- _ASSIGNED TASK_:
The response should be the data again, identical in every line.

- _PROVIDED DATA_:

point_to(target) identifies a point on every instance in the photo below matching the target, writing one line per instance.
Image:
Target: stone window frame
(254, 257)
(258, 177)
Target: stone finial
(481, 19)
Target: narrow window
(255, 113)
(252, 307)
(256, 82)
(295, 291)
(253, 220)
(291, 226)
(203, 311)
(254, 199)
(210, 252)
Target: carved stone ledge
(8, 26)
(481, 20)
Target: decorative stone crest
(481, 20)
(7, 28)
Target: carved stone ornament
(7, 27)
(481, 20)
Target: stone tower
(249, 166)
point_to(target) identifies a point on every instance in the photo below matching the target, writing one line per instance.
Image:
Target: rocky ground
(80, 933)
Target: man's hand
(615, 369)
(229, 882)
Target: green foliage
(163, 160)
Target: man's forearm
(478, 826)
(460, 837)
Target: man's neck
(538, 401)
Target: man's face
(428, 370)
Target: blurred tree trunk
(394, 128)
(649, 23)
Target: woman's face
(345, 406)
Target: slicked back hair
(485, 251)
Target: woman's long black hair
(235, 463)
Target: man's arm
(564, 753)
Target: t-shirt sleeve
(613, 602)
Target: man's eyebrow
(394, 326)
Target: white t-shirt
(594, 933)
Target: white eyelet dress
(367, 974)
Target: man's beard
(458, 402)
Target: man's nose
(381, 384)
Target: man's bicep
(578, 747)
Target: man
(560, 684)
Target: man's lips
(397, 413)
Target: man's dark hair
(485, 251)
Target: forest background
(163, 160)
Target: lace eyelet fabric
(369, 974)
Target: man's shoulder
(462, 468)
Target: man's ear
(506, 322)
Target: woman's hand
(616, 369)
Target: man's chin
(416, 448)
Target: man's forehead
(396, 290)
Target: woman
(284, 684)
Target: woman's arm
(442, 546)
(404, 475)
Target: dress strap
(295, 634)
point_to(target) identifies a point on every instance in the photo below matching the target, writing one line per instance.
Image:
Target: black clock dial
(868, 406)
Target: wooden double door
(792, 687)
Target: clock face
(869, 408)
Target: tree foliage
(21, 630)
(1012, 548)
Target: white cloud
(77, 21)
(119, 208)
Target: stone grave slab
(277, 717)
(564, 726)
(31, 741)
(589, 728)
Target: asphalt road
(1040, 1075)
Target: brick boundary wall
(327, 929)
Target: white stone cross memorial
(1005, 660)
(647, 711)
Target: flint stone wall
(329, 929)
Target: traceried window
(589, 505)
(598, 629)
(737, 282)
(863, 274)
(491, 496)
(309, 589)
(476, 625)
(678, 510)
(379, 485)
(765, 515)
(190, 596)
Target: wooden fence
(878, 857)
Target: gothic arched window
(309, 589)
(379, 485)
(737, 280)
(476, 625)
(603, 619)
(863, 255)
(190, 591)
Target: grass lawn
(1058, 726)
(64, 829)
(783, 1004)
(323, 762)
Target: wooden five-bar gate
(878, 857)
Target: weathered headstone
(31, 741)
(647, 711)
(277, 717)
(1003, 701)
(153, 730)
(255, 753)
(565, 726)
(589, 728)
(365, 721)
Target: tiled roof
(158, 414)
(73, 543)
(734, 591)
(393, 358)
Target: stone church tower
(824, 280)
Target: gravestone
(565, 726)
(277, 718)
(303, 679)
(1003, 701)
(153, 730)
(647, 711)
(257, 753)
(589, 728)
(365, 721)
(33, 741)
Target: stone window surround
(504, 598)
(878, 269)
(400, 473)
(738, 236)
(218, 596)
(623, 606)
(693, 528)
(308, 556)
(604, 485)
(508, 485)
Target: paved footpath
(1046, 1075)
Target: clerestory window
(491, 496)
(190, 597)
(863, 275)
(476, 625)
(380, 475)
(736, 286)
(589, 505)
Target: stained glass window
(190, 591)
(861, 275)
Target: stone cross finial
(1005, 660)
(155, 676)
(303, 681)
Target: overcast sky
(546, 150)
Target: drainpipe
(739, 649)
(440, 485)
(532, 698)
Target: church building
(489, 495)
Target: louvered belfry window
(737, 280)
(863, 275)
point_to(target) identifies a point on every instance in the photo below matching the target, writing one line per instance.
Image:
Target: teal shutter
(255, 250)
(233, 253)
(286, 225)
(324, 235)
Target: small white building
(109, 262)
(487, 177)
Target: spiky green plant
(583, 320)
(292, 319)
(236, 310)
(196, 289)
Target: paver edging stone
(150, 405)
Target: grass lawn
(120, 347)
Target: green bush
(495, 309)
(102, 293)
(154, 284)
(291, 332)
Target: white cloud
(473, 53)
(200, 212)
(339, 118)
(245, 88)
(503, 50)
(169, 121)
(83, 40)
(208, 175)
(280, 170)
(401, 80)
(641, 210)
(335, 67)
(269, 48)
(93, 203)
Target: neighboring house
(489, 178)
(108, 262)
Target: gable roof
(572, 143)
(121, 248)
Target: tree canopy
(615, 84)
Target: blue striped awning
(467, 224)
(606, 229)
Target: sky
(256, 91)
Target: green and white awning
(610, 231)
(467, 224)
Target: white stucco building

- _REPLY TO THE TASK_:
point_to(target) identifies a point on every instance in the photo below matching the target, writing one line per instance.
Image:
Target: stone window frame
(254, 257)
(258, 177)
Target: stone finial
(481, 19)
Target: narrow window
(255, 113)
(252, 307)
(256, 82)
(295, 291)
(253, 220)
(291, 226)
(203, 311)
(254, 199)
(210, 252)
Target: carved stone ledge
(8, 26)
(481, 20)
Target: decorative stone crest
(481, 20)
(7, 28)
Target: carved stone ornament
(7, 27)
(481, 20)
Target: stone tower
(249, 166)
point_to(target) identifies a point on every instance in the photo below matching the target, writing one line per instance.
Image:
Target: rocky ground
(80, 933)
Target: man's hand
(615, 369)
(229, 882)
Target: green foliage
(163, 160)
Target: man's forearm
(478, 826)
(460, 837)
Target: man's neck
(538, 401)
Target: man's face
(428, 370)
Target: blurred tree trunk
(394, 128)
(649, 23)
Target: woman's face
(345, 406)
Target: slicked back hair
(485, 251)
Target: woman's long black hair
(235, 463)
Target: man's arm
(564, 753)
Target: t-shirt sleeve
(613, 602)
Target: man's eyebrow
(394, 326)
Target: white t-shirt
(594, 933)
Target: white eyelet dress
(367, 974)
Target: man's beard
(458, 402)
Target: man's nose
(381, 384)
Target: man's bicep
(578, 747)
Target: man
(560, 684)
Target: man's lips
(397, 413)
Target: man's dark hair
(485, 251)
Target: forest background
(163, 160)
Target: lace eyelet fabric
(369, 974)
Target: man's shoulder
(462, 468)
Target: man's ear
(506, 322)
Target: woman's hand
(616, 369)
Target: man's chin
(416, 448)
Target: man's forehead
(396, 290)
Target: woman
(284, 684)
Target: woman's arm
(442, 546)
(404, 475)
Target: dress strap
(295, 634)
point_to(target) identifies a point on every instance in the photo below matching the target, writing one line per instance.
Image:
Target: black clock dial
(868, 406)
Target: wooden double door
(792, 687)
Target: clock face
(869, 408)
Target: tree foliage
(21, 630)
(1012, 548)
Target: white cloud
(77, 21)
(119, 208)
Target: stone grave slab
(277, 717)
(564, 726)
(31, 741)
(589, 728)
Target: asphalt road
(1040, 1075)
Target: brick boundary wall
(327, 929)
Target: white stone cross memorial
(1005, 660)
(647, 711)
Target: flint stone wall
(329, 929)
Target: traceried window
(589, 505)
(598, 629)
(737, 282)
(863, 274)
(491, 496)
(309, 589)
(476, 625)
(678, 510)
(379, 485)
(765, 515)
(190, 596)
Target: wooden fence
(878, 857)
Target: gothic arched window
(309, 589)
(379, 485)
(737, 280)
(476, 625)
(603, 619)
(863, 255)
(190, 591)
Target: grass lawn
(1058, 726)
(64, 829)
(783, 1004)
(323, 762)
Target: wooden five-bar gate
(878, 857)
Target: weathered headstone
(31, 741)
(647, 711)
(277, 717)
(1003, 701)
(153, 730)
(255, 753)
(565, 726)
(589, 728)
(365, 721)
Target: tiled roof
(158, 414)
(73, 543)
(734, 591)
(393, 358)
Target: stone church tower
(824, 280)
Target: gravestone
(565, 726)
(277, 718)
(303, 679)
(1003, 701)
(153, 730)
(647, 711)
(257, 753)
(589, 728)
(365, 721)
(33, 741)
Target: stone window surround
(504, 598)
(878, 269)
(400, 473)
(738, 236)
(218, 596)
(623, 606)
(693, 528)
(308, 556)
(604, 485)
(508, 485)
Target: paved footpath
(1046, 1075)
Target: clerestory window
(491, 496)
(190, 597)
(863, 275)
(476, 625)
(380, 475)
(736, 286)
(589, 505)
Target: stained glass window
(190, 591)
(861, 275)
Target: stone cross finial
(1005, 660)
(155, 676)
(303, 681)
Target: overcast sky
(546, 150)
Target: drainpipe
(739, 649)
(440, 485)
(532, 698)
Target: church building
(489, 495)
Target: louvered belfry window
(737, 280)
(863, 275)
point_to(target) identifies a point on every instance in the photo below matching the target, writing one line per instance.
Image:
Target: teal shutter
(255, 250)
(233, 253)
(286, 225)
(324, 235)
Target: small white building
(109, 262)
(487, 177)
Target: spiky green plant
(583, 320)
(292, 319)
(236, 310)
(196, 289)
Target: paver edging stone
(150, 405)
Target: grass lawn
(120, 347)
Target: green bush
(495, 309)
(102, 293)
(154, 284)
(291, 332)
Target: white cloud
(473, 53)
(200, 212)
(339, 118)
(245, 88)
(503, 50)
(169, 121)
(83, 40)
(208, 175)
(280, 170)
(401, 80)
(641, 210)
(335, 67)
(269, 48)
(93, 203)
Target: neighboring house
(489, 178)
(108, 262)
Target: gable roof
(572, 143)
(121, 248)
Target: tree canopy
(615, 84)
Target: blue striped awning
(467, 224)
(606, 229)
Target: sky
(256, 91)
Target: green and white awning
(610, 231)
(467, 224)
Target: white stucco building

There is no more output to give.